Dataset excerpts
________________________

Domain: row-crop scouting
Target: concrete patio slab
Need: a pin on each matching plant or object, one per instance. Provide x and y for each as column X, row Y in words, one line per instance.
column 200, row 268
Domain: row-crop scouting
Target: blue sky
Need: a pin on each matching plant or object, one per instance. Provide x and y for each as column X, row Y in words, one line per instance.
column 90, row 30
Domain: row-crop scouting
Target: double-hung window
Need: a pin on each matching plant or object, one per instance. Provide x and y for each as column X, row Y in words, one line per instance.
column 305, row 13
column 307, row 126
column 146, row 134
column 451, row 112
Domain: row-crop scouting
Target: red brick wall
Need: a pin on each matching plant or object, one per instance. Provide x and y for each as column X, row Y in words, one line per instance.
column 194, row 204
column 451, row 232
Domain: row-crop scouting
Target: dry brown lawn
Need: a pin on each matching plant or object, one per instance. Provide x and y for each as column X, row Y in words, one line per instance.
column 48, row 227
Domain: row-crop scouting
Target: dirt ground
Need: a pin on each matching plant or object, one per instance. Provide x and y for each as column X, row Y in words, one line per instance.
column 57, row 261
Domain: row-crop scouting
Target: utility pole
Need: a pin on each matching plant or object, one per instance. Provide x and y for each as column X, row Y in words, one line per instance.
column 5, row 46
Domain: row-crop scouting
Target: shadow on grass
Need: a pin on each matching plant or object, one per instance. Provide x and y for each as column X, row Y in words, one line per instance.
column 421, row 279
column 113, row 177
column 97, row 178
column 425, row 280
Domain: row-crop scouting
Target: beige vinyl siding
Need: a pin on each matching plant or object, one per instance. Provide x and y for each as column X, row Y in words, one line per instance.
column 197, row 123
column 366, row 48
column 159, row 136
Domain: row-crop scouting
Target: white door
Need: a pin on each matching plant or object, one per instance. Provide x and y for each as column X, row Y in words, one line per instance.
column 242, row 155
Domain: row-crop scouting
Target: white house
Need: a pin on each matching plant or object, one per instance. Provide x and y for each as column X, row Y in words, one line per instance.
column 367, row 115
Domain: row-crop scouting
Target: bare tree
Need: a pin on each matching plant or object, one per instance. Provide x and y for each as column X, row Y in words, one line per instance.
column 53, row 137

________________________

▸ **TASK TO CARRY OUT**
Copy exactly. Start at the line containing "Target: white door" and continue through the last line of the records.

▸ **RESPONSE TO THIS TASK**
Target: white door
Need: a pin on each matching plant or object, one per instance. Provide x and y for each as column X, row Y in words, one line per instance.
column 242, row 155
Domain: row-crop scouting
Target: white house
Need: a pin on each matching plant or object, one per instance. Provide x and y for each as column X, row Y in words, one line per instance.
column 367, row 115
Domain: row-crop scouting
Target: bare tree
Need: a pin on each matching plant or object, one per instance. Provide x and y for each as column X, row Y in words, one line per instance.
column 53, row 137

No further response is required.